Passage
──────────
I know Chip sits down with the "perpetrator" and goes over the transformation. I'd think he'd keep it relatively close to what the owner would approve of. The last episode I saw was if I recall a Chevelle with a vinyl top. I recall the dad saying he really loves that vinyl top. During the resto Chip says that vinyl top is GONE. He didn't like it. I watched for the reaction on the owners face when he took his first look and I didn't see him missing it but maybe later he was. I can say I would be pissed but if I had a car in dire shape with no funds to fix it up and I was presented the car all done up I'd be the most gracious SOB alive.


----------



## FastFrank (Jun 12, 2009)

6QTS11OZ said:


> Also the person that's in on the the actual set up and taking of the car has an idea of what the owner wanted to do to the car. So Chip isn't just throwing caution to the wind and hacking someone's car up the way he wants to. It's normally spot on to what the owner wanted and turns out a helluva lot better that what the owner probably would have done. PLUS IT DOESN'T COST THE OWNER A PENNY!! Sounds like a good deal to me.


There is a cost to the person who was in on it. They have to agree to pay the state sales tax on all items installed on the car. If your wife were to sign you up, and you were selected, your wife would be on the hook for those taxes. I don't know how you would claim that on your income taxes either, but I'm sure the federal government would have their hand out for that also.
──────────
Data extract
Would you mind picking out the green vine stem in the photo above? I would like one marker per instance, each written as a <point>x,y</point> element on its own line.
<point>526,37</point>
──────────
Directives
**a.** Answer these questions about the forum thread:
(i) What kind of top did the Chevelle have?
(ii) Who must pay the state sales tax on all items installed on the car?
(iii) According to the quoted post, how much does the work cost the owner?
**b.** Output the part of the forum thread that starts at the words "I know Chip" and ends after the words "gracious SOB alive.".

In response
**a.**
(i) A vinyl top.
(ii) The person who was in on it.
(iii) Not a penny.

**b.**
I know Chip sits down with the "perpetrator" and goes over the transformation. I'd think he'd keep it relatively close to what the owner would approve of. The last episode I saw was if I recall a Chevelle with a vinyl top. I recall the dad saying he really loves that vinyl top. During the resto Chip says that vinyl top is GONE. He didn't like it. I watched for the reaction on the owners face when he took his first look and I didn't see him missing it but maybe later he was. I can say I would be pissed but if I had a car in dire shape with no funds to fix it up and I was presented the car all done up I'd be the most gracious SOB alive.